- **TASK REQUIREMENTS**: From the line containing "The component shall indicate each instance of the black graphic" to the very last line of the data below, transcribe everything exactly and nothing more.

--- DATA EXCERPTS ---

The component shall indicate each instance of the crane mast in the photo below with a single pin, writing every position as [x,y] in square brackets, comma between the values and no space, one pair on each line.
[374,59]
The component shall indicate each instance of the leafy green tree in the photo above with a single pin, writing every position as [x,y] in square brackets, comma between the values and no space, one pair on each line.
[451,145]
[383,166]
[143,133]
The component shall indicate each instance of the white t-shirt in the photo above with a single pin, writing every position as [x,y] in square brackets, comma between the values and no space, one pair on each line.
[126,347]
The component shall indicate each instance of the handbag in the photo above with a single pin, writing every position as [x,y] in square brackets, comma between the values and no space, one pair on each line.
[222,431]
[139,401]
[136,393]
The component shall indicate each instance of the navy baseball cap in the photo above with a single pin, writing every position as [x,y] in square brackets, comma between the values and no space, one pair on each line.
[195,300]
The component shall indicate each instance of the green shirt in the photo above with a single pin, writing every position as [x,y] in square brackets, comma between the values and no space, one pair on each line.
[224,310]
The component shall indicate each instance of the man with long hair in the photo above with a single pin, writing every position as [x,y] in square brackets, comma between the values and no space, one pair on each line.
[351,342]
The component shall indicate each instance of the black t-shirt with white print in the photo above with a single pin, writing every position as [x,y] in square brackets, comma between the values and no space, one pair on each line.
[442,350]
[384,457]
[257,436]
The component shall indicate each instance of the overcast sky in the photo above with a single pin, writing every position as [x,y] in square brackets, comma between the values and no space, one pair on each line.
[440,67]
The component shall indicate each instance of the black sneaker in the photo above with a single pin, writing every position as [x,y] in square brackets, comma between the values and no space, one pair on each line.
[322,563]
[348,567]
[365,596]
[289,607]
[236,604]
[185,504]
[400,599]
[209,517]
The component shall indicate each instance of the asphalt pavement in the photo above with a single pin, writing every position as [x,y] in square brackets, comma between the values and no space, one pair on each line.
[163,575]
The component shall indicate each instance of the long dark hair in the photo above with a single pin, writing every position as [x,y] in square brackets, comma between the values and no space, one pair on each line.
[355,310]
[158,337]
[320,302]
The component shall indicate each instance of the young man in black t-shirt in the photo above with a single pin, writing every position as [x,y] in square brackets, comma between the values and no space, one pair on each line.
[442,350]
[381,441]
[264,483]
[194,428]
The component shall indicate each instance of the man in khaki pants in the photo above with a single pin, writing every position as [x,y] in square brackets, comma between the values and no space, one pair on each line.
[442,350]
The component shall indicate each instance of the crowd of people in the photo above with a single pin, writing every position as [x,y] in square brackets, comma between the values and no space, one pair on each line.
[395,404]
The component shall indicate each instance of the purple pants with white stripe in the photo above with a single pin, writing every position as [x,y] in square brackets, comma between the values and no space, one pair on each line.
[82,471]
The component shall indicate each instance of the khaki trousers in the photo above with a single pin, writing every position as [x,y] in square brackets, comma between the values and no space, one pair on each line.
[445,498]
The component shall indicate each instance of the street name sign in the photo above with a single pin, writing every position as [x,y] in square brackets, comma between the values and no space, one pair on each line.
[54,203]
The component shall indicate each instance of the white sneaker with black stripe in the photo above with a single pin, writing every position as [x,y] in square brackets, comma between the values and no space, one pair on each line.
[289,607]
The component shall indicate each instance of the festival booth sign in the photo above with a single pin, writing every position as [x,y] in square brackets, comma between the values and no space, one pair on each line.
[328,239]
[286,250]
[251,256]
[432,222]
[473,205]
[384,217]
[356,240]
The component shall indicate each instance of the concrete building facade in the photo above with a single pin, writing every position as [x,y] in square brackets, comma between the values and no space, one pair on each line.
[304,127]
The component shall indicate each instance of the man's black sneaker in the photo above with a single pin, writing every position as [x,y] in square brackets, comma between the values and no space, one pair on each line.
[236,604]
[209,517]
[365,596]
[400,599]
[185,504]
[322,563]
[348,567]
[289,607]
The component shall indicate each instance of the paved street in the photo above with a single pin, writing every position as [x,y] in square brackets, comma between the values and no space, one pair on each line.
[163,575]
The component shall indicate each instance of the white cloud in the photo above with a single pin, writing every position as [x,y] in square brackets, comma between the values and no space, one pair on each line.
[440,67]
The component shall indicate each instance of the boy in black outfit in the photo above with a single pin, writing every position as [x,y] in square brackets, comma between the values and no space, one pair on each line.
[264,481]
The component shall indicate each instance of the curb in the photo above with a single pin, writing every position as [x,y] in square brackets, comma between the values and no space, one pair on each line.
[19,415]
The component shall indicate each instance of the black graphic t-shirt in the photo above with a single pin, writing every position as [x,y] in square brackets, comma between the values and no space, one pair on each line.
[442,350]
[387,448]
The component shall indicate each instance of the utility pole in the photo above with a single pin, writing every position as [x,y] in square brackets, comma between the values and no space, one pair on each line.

---

- **ANSWER TO THIS PROBLEM**:
The component shall indicate each instance of the black graphic t-shirt in the photo above with a single pin, writing every position as [x,y] in square brackets, comma between the values and no space, one pair on each line.
[442,350]
[387,448]
The component shall indicate each instance of the utility pole in the photo above with a single pin, writing every position as [x,y] in square brackets, comma between the values and no space, one pair on each line.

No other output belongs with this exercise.